Problem to work on:
Copy word for word every line of the data, starting with the line that contains "Each instance receives a single keypoint. Tag the distant" and going on through the end of the data.

*** Information shown ***

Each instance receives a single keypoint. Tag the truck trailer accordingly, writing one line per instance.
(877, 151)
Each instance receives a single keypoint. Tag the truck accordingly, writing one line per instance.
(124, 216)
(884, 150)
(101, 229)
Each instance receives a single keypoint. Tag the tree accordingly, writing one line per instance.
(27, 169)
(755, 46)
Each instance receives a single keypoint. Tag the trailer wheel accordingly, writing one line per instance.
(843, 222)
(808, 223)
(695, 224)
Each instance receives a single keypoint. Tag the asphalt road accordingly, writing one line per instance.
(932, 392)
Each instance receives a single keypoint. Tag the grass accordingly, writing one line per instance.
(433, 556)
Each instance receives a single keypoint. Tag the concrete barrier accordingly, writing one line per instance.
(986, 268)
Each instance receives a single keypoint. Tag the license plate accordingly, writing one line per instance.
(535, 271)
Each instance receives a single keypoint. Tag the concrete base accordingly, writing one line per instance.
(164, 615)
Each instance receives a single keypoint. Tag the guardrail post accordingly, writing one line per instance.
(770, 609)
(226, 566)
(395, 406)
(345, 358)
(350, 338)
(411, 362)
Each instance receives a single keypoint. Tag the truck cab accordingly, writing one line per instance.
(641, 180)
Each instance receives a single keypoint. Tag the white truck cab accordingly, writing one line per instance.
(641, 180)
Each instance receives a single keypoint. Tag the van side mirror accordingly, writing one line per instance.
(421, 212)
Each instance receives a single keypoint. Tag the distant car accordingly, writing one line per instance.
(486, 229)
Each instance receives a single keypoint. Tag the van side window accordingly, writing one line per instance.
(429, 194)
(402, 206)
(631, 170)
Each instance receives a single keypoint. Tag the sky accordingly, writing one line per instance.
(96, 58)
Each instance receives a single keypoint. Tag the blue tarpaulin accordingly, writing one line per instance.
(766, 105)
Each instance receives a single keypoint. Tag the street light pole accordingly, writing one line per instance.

***

Complete output:
Each instance receives a single keypoint. Tag the distant car accordingly, writing one line per instance.
(486, 229)
Each instance receives a single keypoint. Tag the van side window accordingly, writing one line per instance.
(429, 194)
(402, 206)
(631, 170)
Each instance receives a single keypoint. Tag the sky accordingly, writing one line per instance.
(96, 58)
Each instance receives a single keypoint. Tag the blue tarpaulin accordingly, writing one line per instance.
(766, 105)
Each instance receives a single keypoint. Tag the street light pole accordingly, writing one line per instance.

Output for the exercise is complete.